Problem to solve:
All entries below are to be reproduced exactly.

Working data:
=-=-=

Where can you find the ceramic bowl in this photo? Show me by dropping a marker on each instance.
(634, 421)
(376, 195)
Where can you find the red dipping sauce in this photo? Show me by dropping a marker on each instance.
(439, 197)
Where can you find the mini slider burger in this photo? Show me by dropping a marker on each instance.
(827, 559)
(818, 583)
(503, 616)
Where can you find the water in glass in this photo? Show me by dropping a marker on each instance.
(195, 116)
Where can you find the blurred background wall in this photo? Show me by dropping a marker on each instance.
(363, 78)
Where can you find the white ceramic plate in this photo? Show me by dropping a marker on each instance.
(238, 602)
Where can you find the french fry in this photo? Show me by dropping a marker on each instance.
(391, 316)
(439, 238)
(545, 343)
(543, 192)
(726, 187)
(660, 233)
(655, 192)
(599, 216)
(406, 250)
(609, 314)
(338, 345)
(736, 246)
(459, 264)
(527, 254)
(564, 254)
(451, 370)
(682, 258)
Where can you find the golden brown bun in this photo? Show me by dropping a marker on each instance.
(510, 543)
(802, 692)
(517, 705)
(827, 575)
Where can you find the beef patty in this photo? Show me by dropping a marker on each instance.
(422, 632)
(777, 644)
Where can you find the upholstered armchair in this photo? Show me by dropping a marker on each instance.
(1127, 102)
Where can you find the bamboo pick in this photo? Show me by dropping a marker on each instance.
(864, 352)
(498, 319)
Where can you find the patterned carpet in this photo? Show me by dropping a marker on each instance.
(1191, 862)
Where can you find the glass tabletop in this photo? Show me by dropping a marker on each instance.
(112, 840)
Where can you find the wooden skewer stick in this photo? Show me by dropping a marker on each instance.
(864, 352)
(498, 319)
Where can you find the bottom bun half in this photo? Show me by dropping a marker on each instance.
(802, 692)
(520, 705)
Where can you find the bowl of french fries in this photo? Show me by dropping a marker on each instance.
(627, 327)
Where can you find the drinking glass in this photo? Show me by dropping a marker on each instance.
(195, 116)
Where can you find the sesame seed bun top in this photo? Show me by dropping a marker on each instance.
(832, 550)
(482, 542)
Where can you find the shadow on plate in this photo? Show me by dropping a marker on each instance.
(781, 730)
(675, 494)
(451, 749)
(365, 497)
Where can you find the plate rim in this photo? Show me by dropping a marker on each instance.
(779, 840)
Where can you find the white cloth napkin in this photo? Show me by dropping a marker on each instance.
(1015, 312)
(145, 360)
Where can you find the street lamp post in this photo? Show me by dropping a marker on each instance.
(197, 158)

=-=-=

Answer box:
Where can you find the ceramic bowl in this photo? Show me by dropping a marker on each instance.
(634, 421)
(376, 195)
Where can you find the red dipping sauce in this photo? Show me by dropping a marker on each instance.
(439, 197)
Where can you find the mini slider burger in this photo? Show me by dropping a marker on each instance.
(827, 559)
(818, 583)
(503, 616)
Where can you find the water in glass in this photo? Show me by dropping a marker on each instance.
(195, 116)
Where can you find the blurred background wall in this photo? Show me by dropping a marker on each instance.
(363, 78)
Where can you find the white ceramic plate in this photo? Show me by dropping a marker on each instance.
(238, 602)
Where can you find the french fry in this photo? Show me by dropping a marker on each instance.
(391, 316)
(439, 238)
(545, 343)
(543, 192)
(726, 187)
(660, 233)
(655, 192)
(599, 216)
(406, 250)
(609, 314)
(338, 345)
(736, 246)
(459, 264)
(527, 254)
(564, 254)
(451, 370)
(682, 258)
Where can you find the golden brown bun in this photo? Show me by dropping a marker on each instance.
(510, 543)
(802, 692)
(517, 705)
(827, 575)
Where can you find the beef patty in this photo? Show me by dropping a marker on each instance.
(422, 632)
(777, 644)
Where can you find the upholstered armchair in this photo? Show me by dropping a marker on each instance.
(1127, 102)
Where can you find the bamboo pick in this photo? Show me by dropping a marker on each instance.
(864, 352)
(498, 319)
Where can you find the patterned carpet in this photo? Show me by dropping a marker on each instance.
(1191, 862)
Where can you find the glass tabletop in this photo? Show me by dropping a marker on each instance.
(112, 840)
Where can you find the wooden skewer stick in this photo? Show me by dropping a marker on each instance.
(864, 352)
(498, 319)
Where can you find the bottom bun half in this photo? Show me by dropping a marker on each instance.
(802, 692)
(520, 705)
Where can you find the bowl of french fries in this photo? Show me by dropping a marker on each instance.
(627, 327)
Where can you find the drinking glass in this photo? Show me by dropping a marker on each instance.
(195, 116)
Where can you find the sesame seed bun top in this photo? Show me by dropping a marker on each instance.
(832, 550)
(482, 542)
Where can you find the shadow on plate in this photo? Show me by dropping a marker on each instance.
(781, 730)
(675, 494)
(451, 749)
(365, 497)
Where can you find the plate rim in this photo? Show me by dropping a marker on each instance.
(779, 840)
Where can you find the white cloth napkin in this photo? Show me by dropping a marker on each instance.
(1015, 312)
(145, 360)
Where can you find the street lamp post in this photo? Show me by dropping a marker on each instance.
(197, 158)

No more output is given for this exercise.